TEXT:

BEGIN

The name of Dulany, like many others, and especially those of Ireland, has undergone the changes of time and circumstance. After the Siege of Athlone, where the Prince of Orange was defeated, in 1690, a portion of the Delaney family left Ireland and settled in London. Two of the name, said to be cousins, were engaged in this battle, one a Colonel Delany, the other a Captain Dullany.


The arms of this family are registered about the period above-named at London. The crest is an up- lifted arm and dagger. The arms a lion rampant in quartered shield.


One of this family, in 1178, was Felix O'Dullany, (Roman Catholic) Bishop of Ossory, in Ireland.


The Dulanys of Maryland were Protestants, however, having left the ancient faith. From the same great clan in the Kings and Queens' counties came the O'Delans and the Delanos; of the same race also is the present distinguished editor of the London Times, Mr. Delane. O'Hart thus refers to the name :- " O'Dubhlaine, or Delaney, Chiefs of Tuath-an- Toraidh : and a clan of note in the barony of Upper Ossory, Queens County, and also in Kilkenny."

END

TO-DO LIST:
A. For each statement about the Dulany name passage, say yes or no and quote the exact words that decide it: (i) Felix O'Dullany was Bishop of Ossory in 1178. (ii) The Dulanys of Maryland were Roman Catholics. (iii) The family's arms were registered in Dublin.
B. Retype part of the Dulany name passage word for word, beginning at the words "The name of" and stopping after "Ossory, in Ireland.".
Answer from the passage on the Dulany name alone.

DATA EXTRACT:

BEGIN

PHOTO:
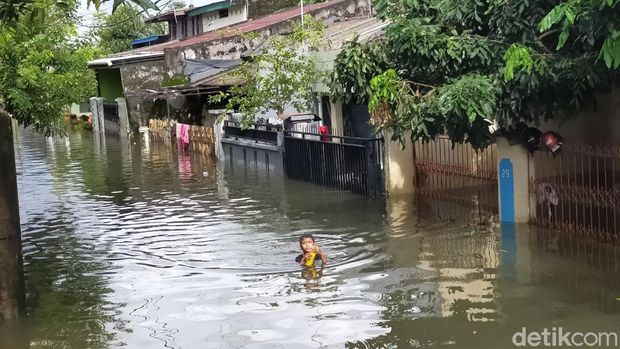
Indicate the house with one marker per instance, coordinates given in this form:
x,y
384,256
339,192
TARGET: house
x,y
191,21
174,78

END

ANSWERS PROVIDED:
A.
(i) Yes: "One of this family, in 1178, was Felix O'Dullany, (Roman Catholic) Bishop of Ossory, in Ireland."
(ii) No: "The Dulanys of Maryland were Protestants, however, having left the ancient faith."
(iii) No: "The arms of this family are registered about the period above-named at London."

B.
The name of Dulany, like many others, and especially those of Ireland, has undergone the changes of time and circumstance. After the Siege of Athlone, where the Prince of Orange was defeated, in 1690, a portion of the Delaney family left Ireland and settled in London. Two of the name, said to be cousins, were engaged in this battle, one a Colonel Delany, the other a Captain Dullany.


The arms of this family are registered about the period above-named at London. The crest is an up- lifted arm and dagger. The arms a lion rampant in quartered shield.


One of this family, in 1178, was Felix O'Dullany, (Roman Catholic) Bishop of Ossory, in Ireland.